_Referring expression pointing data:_
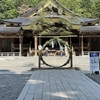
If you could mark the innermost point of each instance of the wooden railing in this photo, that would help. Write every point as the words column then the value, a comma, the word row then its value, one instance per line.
column 9, row 53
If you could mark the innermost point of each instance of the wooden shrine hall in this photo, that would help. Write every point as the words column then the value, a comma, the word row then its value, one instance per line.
column 20, row 36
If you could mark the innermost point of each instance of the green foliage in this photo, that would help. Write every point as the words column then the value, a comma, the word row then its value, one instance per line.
column 7, row 9
column 84, row 8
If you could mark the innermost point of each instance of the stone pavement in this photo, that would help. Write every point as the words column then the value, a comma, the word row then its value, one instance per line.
column 53, row 84
column 60, row 84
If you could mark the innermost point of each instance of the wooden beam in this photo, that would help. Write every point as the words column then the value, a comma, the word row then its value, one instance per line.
column 56, row 36
column 9, row 36
column 90, row 36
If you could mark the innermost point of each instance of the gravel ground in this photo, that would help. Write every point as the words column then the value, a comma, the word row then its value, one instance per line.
column 11, row 85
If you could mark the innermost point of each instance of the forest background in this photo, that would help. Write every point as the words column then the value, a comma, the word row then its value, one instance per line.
column 14, row 8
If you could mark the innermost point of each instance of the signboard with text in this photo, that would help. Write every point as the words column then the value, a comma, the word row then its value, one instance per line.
column 94, row 61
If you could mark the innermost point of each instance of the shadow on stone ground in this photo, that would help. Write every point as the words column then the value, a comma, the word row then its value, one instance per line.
column 94, row 77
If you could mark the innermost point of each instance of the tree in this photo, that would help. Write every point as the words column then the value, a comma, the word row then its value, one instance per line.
column 7, row 9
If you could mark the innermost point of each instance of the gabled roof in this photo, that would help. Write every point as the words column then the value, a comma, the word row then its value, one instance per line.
column 87, row 29
column 90, row 19
column 4, row 29
column 33, row 14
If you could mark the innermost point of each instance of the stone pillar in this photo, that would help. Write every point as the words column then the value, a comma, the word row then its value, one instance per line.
column 20, row 45
column 82, row 45
column 35, row 45
column 12, row 45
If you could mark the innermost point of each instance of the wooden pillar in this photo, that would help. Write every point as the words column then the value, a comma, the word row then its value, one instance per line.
column 89, row 44
column 79, row 45
column 82, row 53
column 12, row 45
column 35, row 44
column 20, row 45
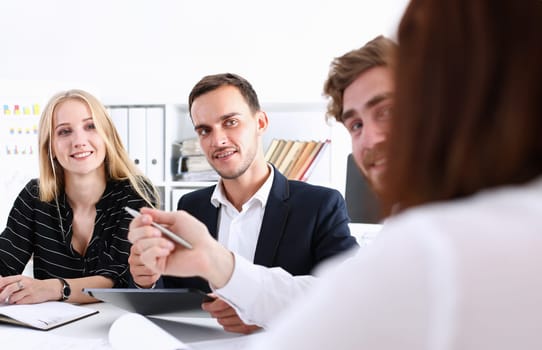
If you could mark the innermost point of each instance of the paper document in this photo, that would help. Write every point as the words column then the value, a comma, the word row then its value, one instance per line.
column 44, row 316
column 133, row 331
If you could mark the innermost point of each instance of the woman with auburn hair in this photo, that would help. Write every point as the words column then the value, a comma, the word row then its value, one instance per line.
column 72, row 220
column 458, row 265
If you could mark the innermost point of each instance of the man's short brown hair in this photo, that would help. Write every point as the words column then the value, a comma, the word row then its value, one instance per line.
column 345, row 69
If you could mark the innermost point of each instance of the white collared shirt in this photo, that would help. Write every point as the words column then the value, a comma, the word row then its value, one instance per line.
column 239, row 230
column 271, row 289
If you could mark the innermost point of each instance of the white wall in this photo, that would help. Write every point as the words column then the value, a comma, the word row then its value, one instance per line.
column 154, row 51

_Exercise prompt:_ The output should consist of every entry above, printed exactly, with the images removed.

_Solution below:_
If you could mark the innermost point of each instance of the wooden railing in this photo, that would help. Write every point as the words column then the value, a comma, the word row then its value, one instance per line.
column 9, row 53
If you could mark the innermost point of each instance of the wooden shrine hall in this photo, that would help. Write every point as the words column then the value, a comma, the word row then its value, one instance per line.
column 20, row 36
If you could mark the innermost point of each instance of the green foliage in this photo, that would help. Write every point as the words column then the value, a comma, the word row then its value, one instance per line.
column 7, row 9
column 84, row 8
If you could mark the innermost point of each instance of the stone pavement in this photo, that would help. Write every point as the words column then the value, a comma, the word row then its value, one instance per line.
column 53, row 84
column 60, row 84
If you could mark the innermost point of each instance of the wooden beam in this photo, that would help. Write every point as the words column then the value, a comma, the word row then its value, one instance per line.
column 56, row 36
column 9, row 36
column 90, row 36
If you could mark the innermost point of each instance of the gravel ground in this photo, that would help. Write every point as the words column then the value, a comma, the word row then its value, one instance per line.
column 11, row 85
If you could mark the innermost point of each instance of the forest background in this photo, that would help. Write every point as the words column then the value, a comma, the word row then its value, one instance per line.
column 14, row 8
If you could mark the innermost point of each instance of the signboard with text in this photo, that would help. Write every point as the words column then the value, a comma, the word row then its value, one instance per line.
column 94, row 61
If you could mark the innermost point of each instance of the shadow on stone ground in this photo, that would help. Write every point as the words column then the value, a comma, the word row then its value, one instance per line.
column 94, row 77
If you could mark the innermost point of each instance of the tree in this photo, that would help. Write every point as the words column then the value, a comma, the word row then its value, one instance per line.
column 7, row 9
If you could mark the innermost point of each instance of the gabled roof in this photo, that would help. Write every point as the words column then the value, a comma, the word row then its value, one instance per line.
column 87, row 29
column 90, row 19
column 4, row 29
column 33, row 14
If you could mark the innermost point of each instance of the stone pillar in this photo, that would help. Write every point as the words column then the value, a comma, the word row then its value, one instance per line.
column 20, row 45
column 82, row 45
column 35, row 45
column 12, row 45
If you could mark the innermost point of each instance of the wooden pillar in this photo, that would help. Write every point as the words column then the value, a comma, the word row then its value, one instance per line.
column 89, row 44
column 79, row 45
column 82, row 53
column 12, row 45
column 35, row 44
column 20, row 45
If you could mark the innermost point of each instance of the paper document in this photo, that would help. Write every point as the words column then the value, a comma, the word row then its value, one instance per line.
column 44, row 316
column 133, row 331
If you could mark the innermost point of each instance of the woman with auburn hair in this photo, that would help. Write every point as the words column then the value, a comma, the word row then its value, one instance per line.
column 72, row 220
column 458, row 265
If you could mark the innermost point of each instance of the man's short brown hair in this photo, that would help. Write every point as the words column then the value, a comma, the word row then its value, one instance per line.
column 345, row 69
If you could mark the innermost point of each instance of the white collared shirt in this photo, that would help. Write every point as the words column then the value, a comma, the word row then its value, one instance per line.
column 239, row 230
column 271, row 289
If you could mark the innermost point of each instance of the white wall in this photo, that would help. Write every point as the words column then the value, a comma, the word row then its value, one instance per line.
column 154, row 51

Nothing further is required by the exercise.